### Your instructions
Since only part of the material below is wanted, output exactly the lines from the one with "Point to the muddy" up to and including the one with "# expected shape, e.g. point(119, 91)".

### The data
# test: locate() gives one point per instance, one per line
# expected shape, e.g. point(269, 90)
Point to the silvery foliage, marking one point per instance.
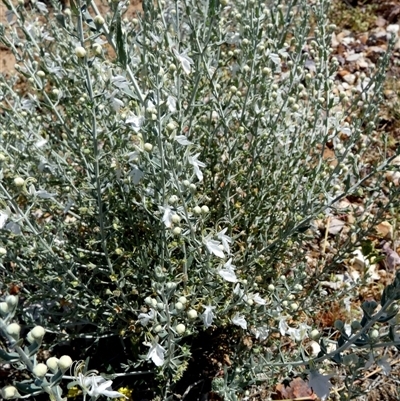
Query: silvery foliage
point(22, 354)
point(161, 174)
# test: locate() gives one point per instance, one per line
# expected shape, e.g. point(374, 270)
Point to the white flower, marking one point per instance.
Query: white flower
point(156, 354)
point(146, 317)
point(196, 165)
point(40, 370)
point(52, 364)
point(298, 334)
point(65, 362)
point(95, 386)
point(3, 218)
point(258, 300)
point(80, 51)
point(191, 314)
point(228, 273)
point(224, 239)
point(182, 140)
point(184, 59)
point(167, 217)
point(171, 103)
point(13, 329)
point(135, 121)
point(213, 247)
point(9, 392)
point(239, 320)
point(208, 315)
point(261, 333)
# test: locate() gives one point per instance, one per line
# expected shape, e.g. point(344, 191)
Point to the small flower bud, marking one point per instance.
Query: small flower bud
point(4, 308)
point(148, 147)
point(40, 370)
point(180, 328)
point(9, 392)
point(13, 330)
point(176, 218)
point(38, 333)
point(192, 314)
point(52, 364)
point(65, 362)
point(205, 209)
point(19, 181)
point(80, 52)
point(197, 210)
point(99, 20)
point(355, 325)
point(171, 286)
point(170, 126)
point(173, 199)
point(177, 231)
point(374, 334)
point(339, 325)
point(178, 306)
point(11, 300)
==
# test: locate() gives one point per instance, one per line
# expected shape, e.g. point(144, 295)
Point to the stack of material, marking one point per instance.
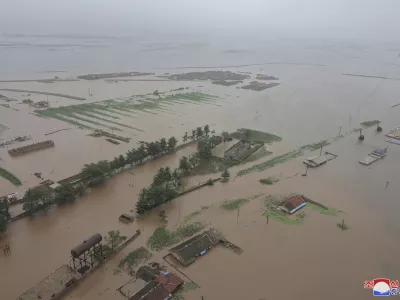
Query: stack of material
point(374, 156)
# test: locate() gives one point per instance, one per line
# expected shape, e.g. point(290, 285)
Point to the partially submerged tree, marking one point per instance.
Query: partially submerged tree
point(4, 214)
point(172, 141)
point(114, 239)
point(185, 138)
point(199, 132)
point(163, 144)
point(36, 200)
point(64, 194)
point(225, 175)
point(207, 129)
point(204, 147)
* * *
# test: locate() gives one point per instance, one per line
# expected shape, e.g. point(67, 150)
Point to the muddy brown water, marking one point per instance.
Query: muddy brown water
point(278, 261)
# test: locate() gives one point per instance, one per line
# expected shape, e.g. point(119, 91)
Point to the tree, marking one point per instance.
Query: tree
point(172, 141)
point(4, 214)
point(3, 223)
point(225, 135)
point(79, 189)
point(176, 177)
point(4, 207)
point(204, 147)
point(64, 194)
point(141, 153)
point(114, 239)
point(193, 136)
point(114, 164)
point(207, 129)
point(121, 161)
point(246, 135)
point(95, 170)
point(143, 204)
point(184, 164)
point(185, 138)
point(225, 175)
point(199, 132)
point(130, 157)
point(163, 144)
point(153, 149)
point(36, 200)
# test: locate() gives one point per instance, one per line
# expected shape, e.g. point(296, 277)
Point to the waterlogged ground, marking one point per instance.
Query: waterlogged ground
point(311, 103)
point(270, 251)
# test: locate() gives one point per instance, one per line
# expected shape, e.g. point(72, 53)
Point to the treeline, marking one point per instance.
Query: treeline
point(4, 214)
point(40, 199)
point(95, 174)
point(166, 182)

### Solution for this task
Point to the muddy brown water, marking one point per instance.
Query: muddy brown water
point(278, 261)
# test: locate() gives one point per instance, one per line
# expected shape, e.g. point(119, 91)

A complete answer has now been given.